DATA SUPPLIED:

────────────────────

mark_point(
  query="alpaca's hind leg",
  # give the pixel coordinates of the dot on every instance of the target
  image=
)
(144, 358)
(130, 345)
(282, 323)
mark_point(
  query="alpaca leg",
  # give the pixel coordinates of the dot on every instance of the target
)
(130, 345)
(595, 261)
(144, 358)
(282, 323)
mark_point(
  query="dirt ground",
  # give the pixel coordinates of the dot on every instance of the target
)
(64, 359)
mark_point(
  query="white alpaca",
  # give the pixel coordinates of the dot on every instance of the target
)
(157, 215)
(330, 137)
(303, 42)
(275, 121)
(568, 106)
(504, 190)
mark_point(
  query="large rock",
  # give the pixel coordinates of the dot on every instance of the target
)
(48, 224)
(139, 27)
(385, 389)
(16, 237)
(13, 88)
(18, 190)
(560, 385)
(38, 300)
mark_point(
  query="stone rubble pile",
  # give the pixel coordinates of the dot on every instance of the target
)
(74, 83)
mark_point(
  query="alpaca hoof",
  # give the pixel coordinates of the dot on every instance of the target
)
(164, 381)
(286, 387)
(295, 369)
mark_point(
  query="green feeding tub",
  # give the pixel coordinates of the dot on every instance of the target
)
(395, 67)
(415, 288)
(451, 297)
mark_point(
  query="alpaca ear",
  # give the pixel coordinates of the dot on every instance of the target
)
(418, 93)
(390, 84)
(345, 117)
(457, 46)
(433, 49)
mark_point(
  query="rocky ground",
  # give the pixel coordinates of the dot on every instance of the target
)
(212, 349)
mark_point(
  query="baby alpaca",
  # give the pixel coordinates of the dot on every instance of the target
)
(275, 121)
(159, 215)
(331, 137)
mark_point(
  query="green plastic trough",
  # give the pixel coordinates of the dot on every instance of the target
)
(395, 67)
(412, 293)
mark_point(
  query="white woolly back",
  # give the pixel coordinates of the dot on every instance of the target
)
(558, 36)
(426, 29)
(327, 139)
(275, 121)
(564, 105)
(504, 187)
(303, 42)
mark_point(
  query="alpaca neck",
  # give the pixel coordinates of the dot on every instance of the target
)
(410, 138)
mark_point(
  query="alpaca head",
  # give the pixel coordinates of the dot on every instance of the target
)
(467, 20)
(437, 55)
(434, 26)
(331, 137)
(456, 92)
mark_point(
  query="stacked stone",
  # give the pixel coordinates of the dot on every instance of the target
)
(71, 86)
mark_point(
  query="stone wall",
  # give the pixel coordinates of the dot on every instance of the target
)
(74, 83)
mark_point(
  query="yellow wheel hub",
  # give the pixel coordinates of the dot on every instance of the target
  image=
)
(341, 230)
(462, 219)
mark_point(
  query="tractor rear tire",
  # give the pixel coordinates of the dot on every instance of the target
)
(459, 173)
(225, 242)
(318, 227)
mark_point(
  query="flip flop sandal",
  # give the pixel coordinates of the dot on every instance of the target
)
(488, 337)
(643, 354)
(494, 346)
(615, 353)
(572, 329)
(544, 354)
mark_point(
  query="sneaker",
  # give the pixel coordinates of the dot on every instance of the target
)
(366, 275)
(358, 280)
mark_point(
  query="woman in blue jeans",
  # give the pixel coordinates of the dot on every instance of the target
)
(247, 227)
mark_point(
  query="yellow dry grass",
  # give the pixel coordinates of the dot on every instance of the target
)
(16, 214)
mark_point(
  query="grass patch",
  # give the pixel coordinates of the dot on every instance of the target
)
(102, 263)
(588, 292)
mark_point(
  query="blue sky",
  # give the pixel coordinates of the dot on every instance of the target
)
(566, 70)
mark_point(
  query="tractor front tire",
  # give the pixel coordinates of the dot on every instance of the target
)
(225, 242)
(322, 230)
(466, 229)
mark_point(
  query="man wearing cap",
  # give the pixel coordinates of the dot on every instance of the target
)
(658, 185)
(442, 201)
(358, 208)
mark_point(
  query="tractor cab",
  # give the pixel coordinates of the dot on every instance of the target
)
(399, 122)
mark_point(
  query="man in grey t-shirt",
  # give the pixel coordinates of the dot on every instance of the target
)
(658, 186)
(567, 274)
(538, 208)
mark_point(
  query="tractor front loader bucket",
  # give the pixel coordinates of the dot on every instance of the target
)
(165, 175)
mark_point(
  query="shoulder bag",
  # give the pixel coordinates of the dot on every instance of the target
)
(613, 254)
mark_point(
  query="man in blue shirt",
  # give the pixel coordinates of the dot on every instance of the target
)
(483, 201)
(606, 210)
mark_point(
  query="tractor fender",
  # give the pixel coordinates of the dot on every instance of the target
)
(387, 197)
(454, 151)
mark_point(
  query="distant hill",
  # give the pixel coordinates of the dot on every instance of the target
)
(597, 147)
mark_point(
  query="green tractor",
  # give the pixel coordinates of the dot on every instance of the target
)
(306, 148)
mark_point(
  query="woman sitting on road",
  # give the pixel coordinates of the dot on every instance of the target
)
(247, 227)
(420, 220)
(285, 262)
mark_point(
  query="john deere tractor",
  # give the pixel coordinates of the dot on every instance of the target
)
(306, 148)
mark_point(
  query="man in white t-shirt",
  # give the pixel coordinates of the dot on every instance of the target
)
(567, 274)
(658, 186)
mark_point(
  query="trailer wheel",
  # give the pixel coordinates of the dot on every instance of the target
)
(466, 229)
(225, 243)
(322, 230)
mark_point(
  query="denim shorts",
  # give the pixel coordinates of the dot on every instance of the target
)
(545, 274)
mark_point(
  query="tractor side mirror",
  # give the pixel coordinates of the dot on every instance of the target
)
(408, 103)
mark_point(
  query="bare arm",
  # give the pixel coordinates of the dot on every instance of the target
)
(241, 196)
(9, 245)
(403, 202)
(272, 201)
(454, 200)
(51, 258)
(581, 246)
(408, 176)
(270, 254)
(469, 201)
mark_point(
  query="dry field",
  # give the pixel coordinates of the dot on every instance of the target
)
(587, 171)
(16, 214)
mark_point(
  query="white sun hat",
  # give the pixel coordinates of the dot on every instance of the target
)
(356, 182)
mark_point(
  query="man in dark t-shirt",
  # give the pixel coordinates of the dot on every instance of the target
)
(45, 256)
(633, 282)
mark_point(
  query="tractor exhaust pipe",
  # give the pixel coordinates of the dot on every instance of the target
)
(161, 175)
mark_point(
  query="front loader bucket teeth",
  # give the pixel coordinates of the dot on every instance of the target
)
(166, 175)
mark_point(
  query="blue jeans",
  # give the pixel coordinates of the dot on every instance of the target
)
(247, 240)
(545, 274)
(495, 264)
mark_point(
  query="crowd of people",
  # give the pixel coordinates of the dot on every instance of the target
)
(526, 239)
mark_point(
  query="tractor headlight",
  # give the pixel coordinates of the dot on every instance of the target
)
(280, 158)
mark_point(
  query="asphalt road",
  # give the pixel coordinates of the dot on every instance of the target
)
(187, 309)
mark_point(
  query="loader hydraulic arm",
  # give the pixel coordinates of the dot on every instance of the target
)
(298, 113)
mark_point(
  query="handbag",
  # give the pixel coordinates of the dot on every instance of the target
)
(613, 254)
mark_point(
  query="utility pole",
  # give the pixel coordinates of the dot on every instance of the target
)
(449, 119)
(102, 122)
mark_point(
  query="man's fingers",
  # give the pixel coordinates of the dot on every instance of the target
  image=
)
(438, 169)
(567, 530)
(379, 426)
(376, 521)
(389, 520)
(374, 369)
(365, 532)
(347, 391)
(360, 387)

────────────────────

TASK ITEM:
Copy each record from above without leaving any out.

SOLUTION FOR THIS PROBLEM:
mark_point(
  query="alpaca's hind leg",
  # give the pixel coordinates of the dot on every instance of the target
  image=
)
(144, 358)
(130, 345)
(282, 323)
mark_point(
  query="alpaca leg",
  # give the pixel coordinates of the dot on every instance of the target
)
(130, 345)
(595, 261)
(144, 358)
(282, 323)
mark_point(
  query="dirt ground",
  # give the pixel coordinates of the dot on every instance of the target
)
(64, 359)
mark_point(
  query="white alpaca",
  # give the pixel coordinates of the dot on every instance of the target
)
(157, 215)
(330, 137)
(303, 42)
(275, 121)
(568, 106)
(504, 190)
mark_point(
  query="large rock",
  # give the pixel coordinates of the dot on every instance of the target
)
(48, 224)
(139, 27)
(385, 389)
(16, 237)
(13, 88)
(18, 190)
(560, 385)
(38, 300)
mark_point(
  query="stone rubble pile",
  # give the pixel coordinates of the dot on every instance of the target
)
(74, 83)
mark_point(
  query="alpaca hoof",
  # give the pixel coordinates of the dot on every instance of the target
)
(164, 381)
(286, 387)
(295, 369)
mark_point(
  query="green feeding tub",
  # give the pixel coordinates of the dot on every instance of the target
)
(395, 67)
(415, 288)
(451, 297)
mark_point(
  query="alpaca ear",
  # give the pixel coordinates of the dot on every instance of the target
)
(418, 93)
(390, 84)
(345, 117)
(457, 46)
(433, 49)
mark_point(
  query="rocky ground",
  # give the pixel coordinates of the dot on every instance of the target
)
(212, 349)
mark_point(
  query="baby alpaca",
  # give the pixel coordinates of the dot on every instance of the target
)
(275, 121)
(159, 215)
(331, 137)
mark_point(
  query="green plastic trough",
  # give the pixel coordinates of the dot on every instance of the target
)
(395, 67)
(412, 293)
mark_point(
  query="white woolly back",
  # give the pixel coordinates of the dot on every instance of the target
)
(558, 36)
(426, 29)
(327, 139)
(275, 121)
(564, 105)
(504, 187)
(303, 42)
mark_point(
  query="alpaca neck",
  # give the pixel coordinates of the dot on every instance of the target
)
(410, 138)
mark_point(
  query="alpaca head",
  # give the pixel coordinates of the dot on every instance of the target
)
(467, 20)
(437, 55)
(434, 26)
(331, 137)
(456, 92)
mark_point(
  query="stacked stone",
  # give the pixel coordinates of the dot on every instance of the target
)
(71, 86)
mark_point(
  query="stone wall",
  # give the pixel coordinates of the dot on every instance of the target
)
(74, 83)
mark_point(
  query="yellow wheel hub",
  # give the pixel coordinates of the dot on every instance of the target
  image=
)
(341, 230)
(462, 219)
mark_point(
  query="tractor rear tire",
  # give the pixel coordinates of the dot on every instance of the target
)
(459, 173)
(225, 242)
(318, 227)
mark_point(
  query="flip flop sandal",
  # give the pixel coordinates of the dot on every instance of the target
)
(488, 337)
(643, 354)
(494, 346)
(615, 353)
(572, 329)
(544, 354)
mark_point(
  query="sneaker",
  # give the pixel coordinates of the dot on every instance of the target
)
(366, 275)
(358, 280)
mark_point(
  query="woman in blue jeans",
  # give the pixel coordinates of the dot on every instance of the target
)
(247, 227)
mark_point(
  query="yellow dry grass",
  # give the pixel coordinates of the dot on every instance of the target
)
(16, 214)
mark_point(
  query="grass patch",
  # give the pixel coordinates of the dot on every instance of the target
)
(102, 263)
(588, 292)
mark_point(
  query="blue sky",
  # give the pixel coordinates of the dot on every instance of the target
)
(566, 70)
mark_point(
  query="tractor front tire",
  # give the pixel coordinates of the dot on every instance of the target
)
(225, 242)
(322, 230)
(466, 229)
mark_point(
  query="man wearing cap",
  # give the pixel coordinates of the dot on every instance of the target
)
(658, 185)
(442, 201)
(358, 208)
mark_point(
  query="tractor cab",
  # give the pixel coordinates of the dot on every instance of the target
)
(399, 122)
mark_point(
  query="man in grey t-shirt",
  # give the pixel coordinates of the dot on every instance of the target
)
(658, 186)
(567, 274)
(538, 208)
mark_point(
  query="tractor front loader bucket",
  # give the pixel coordinates of the dot on every instance of the target
)
(165, 175)
mark_point(
  query="shoulder bag",
  # give the pixel coordinates of the dot on every instance of the target
)
(613, 254)
mark_point(
  query="man in blue shirt",
  # give the pixel coordinates of the dot on every instance of the target
)
(483, 201)
(606, 210)
mark_point(
  query="tractor fender",
  # give the pixel coordinates of the dot on every instance of the target
)
(387, 197)
(454, 151)
mark_point(
  query="distant hill",
  # give the pixel coordinates of the dot on every instance of the target
)
(597, 147)
mark_point(
  query="green tractor",
  # give the pixel coordinates of the dot on every instance of the target
)
(306, 148)
mark_point(
  query="woman sitting on road",
  # give the pixel coordinates of the dot on every instance of the target
)
(247, 227)
(420, 220)
(285, 262)
mark_point(
  query="john deere tractor",
  # give the pixel coordinates of the dot on every instance of the target
)
(306, 148)
mark_point(
  query="man in white t-shirt",
  # give the pixel coordinates of the dot on every instance of the target
)
(567, 274)
(658, 186)
mark_point(
  query="trailer wheel",
  # give the pixel coordinates of the dot on every instance of the target
)
(466, 229)
(225, 243)
(322, 230)
mark_point(
  query="denim shorts",
  # give the pixel coordinates of the dot on every instance of the target
)
(545, 274)
mark_point(
  query="tractor side mirror",
  # give the pixel coordinates of the dot on every instance of the target
)
(408, 103)
mark_point(
  query="bare arm",
  # give the pixel coordinates of the dot on every instance of the target
)
(241, 196)
(9, 245)
(403, 202)
(272, 201)
(454, 200)
(51, 258)
(581, 246)
(408, 176)
(270, 254)
(469, 201)
mark_point(
  query="dry field",
  # give the pixel coordinates of the dot on every instance of the target
)
(587, 171)
(16, 214)
mark_point(
  query="white sun hat",
  # give the pixel coordinates of the dot on every instance of the target
)
(356, 182)
mark_point(
  query="man in dark t-shirt",
  # give the pixel coordinates of the dot on every instance of the target
)
(45, 256)
(633, 282)
mark_point(
  query="tractor exhaust pipe",
  # give the pixel coordinates of the dot on every instance of the target
)
(161, 175)
mark_point(
  query="front loader bucket teeth",
  # give the pixel coordinates of the dot on every instance of the target
)
(166, 175)
mark_point(
  query="blue jeans",
  # give the pixel coordinates of the dot on every instance of the target
)
(247, 240)
(545, 274)
(495, 264)
mark_point(
  query="crowd of people",
  # give the pixel coordinates of the dot on every instance of the target
)
(526, 239)
mark_point(
  query="tractor headlight",
  # give the pixel coordinates of the dot on every instance of the target
)
(280, 158)
mark_point(
  query="asphalt road",
  # give the pixel coordinates of the dot on every instance of the target
)
(187, 309)
mark_point(
  query="loader hydraulic arm",
  # give the pixel coordinates of the dot on every instance of the target
)
(298, 113)
mark_point(
  query="handbag",
  # give the pixel coordinates of the dot on every instance of the target
)
(613, 254)
mark_point(
  query="utility pole",
  # give the pixel coordinates of the dot on every instance of the target
)
(449, 119)
(102, 122)
mark_point(
  query="man's fingers",
  # give the pixel coordinates of the dot on every instance of the target
  image=
)
(438, 169)
(567, 530)
(379, 426)
(376, 521)
(389, 520)
(374, 369)
(365, 532)
(347, 391)
(360, 387)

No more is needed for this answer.